**Problem:** Repeat all of the records verbatim.

**Rows from a pointing dataset:**
** start **
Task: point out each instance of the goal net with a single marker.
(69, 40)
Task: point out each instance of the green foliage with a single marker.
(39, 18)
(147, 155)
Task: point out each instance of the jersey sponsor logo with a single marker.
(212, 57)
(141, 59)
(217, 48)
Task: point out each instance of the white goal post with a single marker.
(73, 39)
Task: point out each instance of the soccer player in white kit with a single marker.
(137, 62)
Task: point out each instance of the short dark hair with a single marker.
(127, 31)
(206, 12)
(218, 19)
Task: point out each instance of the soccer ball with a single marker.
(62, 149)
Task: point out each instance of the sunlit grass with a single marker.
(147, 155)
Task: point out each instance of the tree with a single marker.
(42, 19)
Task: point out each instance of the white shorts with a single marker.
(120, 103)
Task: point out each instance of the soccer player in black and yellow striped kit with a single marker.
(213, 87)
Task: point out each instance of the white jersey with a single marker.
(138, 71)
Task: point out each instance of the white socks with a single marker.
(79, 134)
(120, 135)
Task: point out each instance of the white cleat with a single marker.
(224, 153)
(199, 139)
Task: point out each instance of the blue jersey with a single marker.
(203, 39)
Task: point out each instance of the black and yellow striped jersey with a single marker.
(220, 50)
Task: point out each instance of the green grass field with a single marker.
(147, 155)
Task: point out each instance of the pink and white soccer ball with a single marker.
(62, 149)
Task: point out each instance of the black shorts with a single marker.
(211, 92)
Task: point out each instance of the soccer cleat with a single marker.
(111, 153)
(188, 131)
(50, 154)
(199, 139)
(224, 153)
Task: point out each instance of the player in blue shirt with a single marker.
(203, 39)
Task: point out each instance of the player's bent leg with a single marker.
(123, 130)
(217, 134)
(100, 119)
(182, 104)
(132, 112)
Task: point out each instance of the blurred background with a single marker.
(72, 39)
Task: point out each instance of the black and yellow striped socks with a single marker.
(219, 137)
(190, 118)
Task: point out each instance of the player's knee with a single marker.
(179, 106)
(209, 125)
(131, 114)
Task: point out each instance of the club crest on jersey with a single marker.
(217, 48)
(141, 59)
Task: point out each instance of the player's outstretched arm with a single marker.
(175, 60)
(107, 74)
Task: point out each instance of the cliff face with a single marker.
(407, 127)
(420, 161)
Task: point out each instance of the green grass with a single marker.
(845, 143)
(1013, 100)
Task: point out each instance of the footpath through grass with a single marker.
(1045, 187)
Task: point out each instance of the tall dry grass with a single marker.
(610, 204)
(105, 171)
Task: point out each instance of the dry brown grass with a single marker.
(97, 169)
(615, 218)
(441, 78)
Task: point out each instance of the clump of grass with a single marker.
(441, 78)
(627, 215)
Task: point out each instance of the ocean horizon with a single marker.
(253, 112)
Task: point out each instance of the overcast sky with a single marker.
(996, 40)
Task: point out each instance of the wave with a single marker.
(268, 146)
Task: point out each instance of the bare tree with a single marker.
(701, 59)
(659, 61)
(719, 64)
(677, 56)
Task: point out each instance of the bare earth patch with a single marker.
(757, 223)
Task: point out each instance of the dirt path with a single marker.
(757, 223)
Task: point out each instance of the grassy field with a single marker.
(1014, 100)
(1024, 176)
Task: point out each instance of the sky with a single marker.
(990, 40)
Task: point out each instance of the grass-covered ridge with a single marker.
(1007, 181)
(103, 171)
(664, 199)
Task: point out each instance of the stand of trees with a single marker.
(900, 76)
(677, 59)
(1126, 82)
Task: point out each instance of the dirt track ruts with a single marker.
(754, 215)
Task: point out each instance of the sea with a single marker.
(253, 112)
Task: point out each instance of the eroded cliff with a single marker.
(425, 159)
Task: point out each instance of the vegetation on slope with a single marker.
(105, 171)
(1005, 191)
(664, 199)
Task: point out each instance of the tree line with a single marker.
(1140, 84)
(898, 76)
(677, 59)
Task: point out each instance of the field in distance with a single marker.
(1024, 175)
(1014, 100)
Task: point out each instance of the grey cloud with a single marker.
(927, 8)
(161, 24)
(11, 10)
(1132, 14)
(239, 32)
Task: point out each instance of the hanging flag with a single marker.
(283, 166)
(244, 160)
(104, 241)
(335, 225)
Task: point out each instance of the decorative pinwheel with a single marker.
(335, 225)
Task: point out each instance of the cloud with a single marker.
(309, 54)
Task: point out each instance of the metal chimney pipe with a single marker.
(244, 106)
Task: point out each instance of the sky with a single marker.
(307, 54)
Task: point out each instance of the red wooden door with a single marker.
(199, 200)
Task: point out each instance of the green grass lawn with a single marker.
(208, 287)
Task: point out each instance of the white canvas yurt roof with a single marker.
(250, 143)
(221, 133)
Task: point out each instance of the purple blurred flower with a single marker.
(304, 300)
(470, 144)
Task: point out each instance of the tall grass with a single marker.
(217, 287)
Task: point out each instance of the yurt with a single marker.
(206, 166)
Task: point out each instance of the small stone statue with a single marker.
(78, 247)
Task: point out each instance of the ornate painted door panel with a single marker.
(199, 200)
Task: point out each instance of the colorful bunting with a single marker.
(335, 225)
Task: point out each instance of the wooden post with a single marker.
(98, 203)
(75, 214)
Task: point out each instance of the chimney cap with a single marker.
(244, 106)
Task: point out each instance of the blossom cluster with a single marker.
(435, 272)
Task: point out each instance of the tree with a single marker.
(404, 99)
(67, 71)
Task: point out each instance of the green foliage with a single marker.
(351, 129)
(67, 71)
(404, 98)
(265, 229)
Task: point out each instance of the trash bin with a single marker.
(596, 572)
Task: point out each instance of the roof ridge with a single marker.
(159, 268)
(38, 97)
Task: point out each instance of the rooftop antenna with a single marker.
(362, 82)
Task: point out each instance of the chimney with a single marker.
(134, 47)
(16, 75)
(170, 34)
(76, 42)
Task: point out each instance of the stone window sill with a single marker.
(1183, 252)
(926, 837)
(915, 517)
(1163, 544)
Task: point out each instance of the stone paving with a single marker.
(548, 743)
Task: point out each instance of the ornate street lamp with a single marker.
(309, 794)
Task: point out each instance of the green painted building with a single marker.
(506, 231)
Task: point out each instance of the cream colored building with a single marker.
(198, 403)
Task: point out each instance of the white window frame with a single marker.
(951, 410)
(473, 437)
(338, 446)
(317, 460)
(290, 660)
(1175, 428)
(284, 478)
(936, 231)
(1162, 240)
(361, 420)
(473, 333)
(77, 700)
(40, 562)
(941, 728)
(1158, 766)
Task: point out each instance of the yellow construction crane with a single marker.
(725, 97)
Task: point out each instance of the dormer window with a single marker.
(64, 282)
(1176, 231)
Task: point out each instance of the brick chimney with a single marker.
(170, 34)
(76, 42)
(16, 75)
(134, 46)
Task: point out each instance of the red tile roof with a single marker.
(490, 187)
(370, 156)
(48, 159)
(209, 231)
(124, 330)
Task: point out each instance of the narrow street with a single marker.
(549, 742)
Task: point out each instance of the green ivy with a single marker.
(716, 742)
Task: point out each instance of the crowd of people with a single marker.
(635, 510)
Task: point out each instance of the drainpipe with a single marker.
** end **
**Solution to this task:**
Task: point out each instance of the goal net with a single marker.
(69, 40)
Task: point out each instance of the green foliage with a single marker.
(39, 18)
(147, 155)
Task: point out each instance of the jersey sponsor logo with a single marker.
(212, 57)
(141, 59)
(217, 48)
Task: point out each instance of the white goal post with a single marker.
(73, 39)
Task: point out each instance of the soccer player in white kit with a single marker.
(137, 62)
Task: point out each instance of the short dark hair with a single marker.
(127, 31)
(206, 12)
(218, 19)
Task: point out each instance of the soccer ball with a single marker.
(62, 149)
Task: point out each instance of the sunlit grass with a single marker.
(147, 155)
Task: point out each instance of the tree with a single marker.
(42, 19)
Task: point out each instance of the white shorts with a single marker.
(120, 103)
Task: point out each instance of the soccer player in black and yellow striped kit with a single marker.
(213, 87)
Task: point out each instance of the white jersey with a single marker.
(138, 71)
Task: point out each instance of the white socks with a single marker.
(79, 134)
(120, 135)
Task: point out each instance of the white cleat with a single marker.
(224, 153)
(199, 139)
Task: point out each instance of the blue jersey with a single marker.
(203, 39)
Task: point out each instance of the black and yellow striped jersey with a single marker.
(220, 50)
Task: point out each instance of the green grass field with a single marker.
(147, 155)
Task: point out each instance of the pink and white soccer ball with a single marker.
(62, 149)
Task: point out each instance of the black shorts with a single marker.
(211, 92)
Task: point out each instance of the soccer cleat with a single marker.
(111, 153)
(188, 131)
(50, 154)
(199, 139)
(224, 153)
Task: point out each instance of the player in blue shirt with a single marker.
(203, 39)
Task: point out each instance of the player's bent leg with a single marker.
(123, 130)
(217, 134)
(100, 119)
(182, 104)
(132, 112)
Task: point out each instance of the blurred background with a single marker.
(72, 39)
Task: point out each instance of the black and yellow striped socks with a single marker.
(219, 137)
(190, 118)
Task: point out each instance of the player's knee with a single marker.
(179, 106)
(209, 125)
(131, 114)
Task: point out each instance of the club crest on jersey with a single marker.
(217, 48)
(141, 59)
Task: point out each instance of the player's outstretched arm with a single marker.
(175, 60)
(107, 74)
Task: point out each instance of the cliff face with a single marker.
(407, 127)
(420, 161)
Task: point out each instance of the green grass with a single marker.
(845, 143)
(1013, 100)
Task: point out each instance of the footpath through grass with a single marker.
(1045, 187)
Task: point out each instance of the tall dry grass with a single marker.
(610, 204)
(105, 171)
Task: point out each instance of the dry brown grass with a single marker.
(97, 169)
(615, 218)
(441, 78)
Task: point out each instance of the clump of grass with a single marker.
(441, 78)
(627, 215)
Task: point out each instance of the ocean horizon with a single marker.
(253, 112)
Task: point out each instance of the overcast sky with a single marker.
(996, 40)
Task: point out each instance of the wave with a single marker.
(268, 146)
Task: point out each instance of the bare tree with a single marker.
(701, 59)
(659, 61)
(719, 64)
(677, 56)
Task: point out each instance of the bare earth patch with a single marker.
(757, 223)
Task: point out each instance of the dirt path with a single marker.
(757, 223)
Task: point out each instance of the grassy field with a single marker.
(1014, 100)
(1024, 176)
Task: point out each instance of the sky with a single marker.
(990, 40)
Task: point out each instance of the grass-covered ridge with a single marker.
(1007, 181)
(103, 171)
(664, 199)
Task: point out each instance of the stand of trees with a single marker.
(900, 76)
(677, 59)
(1126, 82)
Task: point out each instance of the dirt track ruts with a single marker.
(754, 215)
Task: point out each instance of the sea with a single marker.
(253, 112)
Task: point out each instance of the eroded cliff with a single marker.
(425, 159)
Task: point out each instance of the vegetation on slope with a single marker.
(105, 171)
(1005, 191)
(664, 199)
Task: point out each instance of the tree line with a single marker.
(1140, 84)
(898, 76)
(677, 59)
Task: point out each instance of the field in distance with a single marker.
(1024, 175)
(1014, 100)
Task: point out each instance of the grey cloud with a single marker.
(927, 8)
(161, 24)
(11, 10)
(1132, 14)
(239, 32)
Task: point out each instance of the hanging flag with a single marker.
(283, 166)
(244, 160)
(104, 241)
(335, 225)
Task: point out each instance of the decorative pinwheel with a single marker.
(335, 225)
Task: point out each instance of the cloud with a single marker.
(309, 54)
Task: point out each instance of the metal chimney pipe with a single marker.
(244, 106)
Task: point out each instance of the sky with a single marker.
(307, 54)
Task: point out each instance of the red wooden door with a single marker.
(199, 200)
Task: point out each instance of the green grass lawn with a single marker.
(208, 287)
Task: point out each instance of the white canvas yurt roof with a single marker.
(250, 143)
(221, 133)
Task: point out each instance of the purple blurred flower with a single marker.
(304, 300)
(470, 144)
Task: point out each instance of the tall grass with a single marker.
(217, 287)
Task: point out each instance of the yurt with a single marker.
(206, 166)
Task: point out each instance of the small stone statue with a single marker.
(78, 247)
Task: point out each instance of the ornate painted door panel with a single marker.
(199, 200)
Task: point out each instance of the colorful bunting with a single marker.
(335, 225)
Task: point out each instance of the wooden post with a single marker.
(98, 203)
(75, 214)
Task: point out each instance of the chimney cap with a single marker.
(244, 106)
Task: point out each instance of the blossom cluster with a single marker.
(435, 272)
Task: point out each instance of the tree with a single marker.
(404, 99)
(67, 71)
Task: point out each instance of the green foliage with a single marker.
(351, 129)
(67, 71)
(404, 98)
(265, 229)
Task: point out each instance of the trash bin with a single marker.
(596, 572)
Task: point out each instance of the roof ridge with a single marker.
(159, 268)
(38, 97)
Task: point out each instance of the rooftop antenna with a single marker.
(362, 82)
Task: point out each instance of the chimney with a single marker.
(134, 47)
(16, 75)
(170, 34)
(76, 42)
Task: point out each instance of the stone window sill with a single marker.
(1183, 252)
(926, 837)
(915, 517)
(1163, 544)
Task: point out each instance of the stone paving with a single marker.
(548, 743)
Task: point out each instance of the ornate street lamp with a single marker.
(309, 794)
Task: point out each instance of the green painted building with a single marker.
(506, 231)
Task: point out each instance of the cream colored building with a single marker.
(198, 403)
Task: point out each instance of the white window frame with a single marker.
(951, 410)
(473, 437)
(338, 446)
(317, 460)
(290, 660)
(1175, 428)
(284, 478)
(936, 231)
(1162, 240)
(361, 420)
(473, 333)
(77, 700)
(40, 562)
(941, 728)
(1158, 766)
Task: point out each instance of the yellow construction crane with a single marker.
(725, 97)
Task: point out each instance of the dormer window with a single marker.
(64, 282)
(1176, 231)
Task: point out each instance of the brick chimney with a single marker.
(170, 34)
(76, 42)
(16, 75)
(134, 46)
Task: point out each instance of the red tile roof with a single marker.
(490, 187)
(370, 156)
(48, 159)
(209, 231)
(124, 330)
Task: point out each instance of the narrow street with a single marker.
(549, 742)
Task: point out each instance of the green ivy with a single marker.
(716, 742)
Task: point out each instance of the crowd of people with a single marker.
(635, 510)
Task: point out each instance of the drainpipe with a single marker.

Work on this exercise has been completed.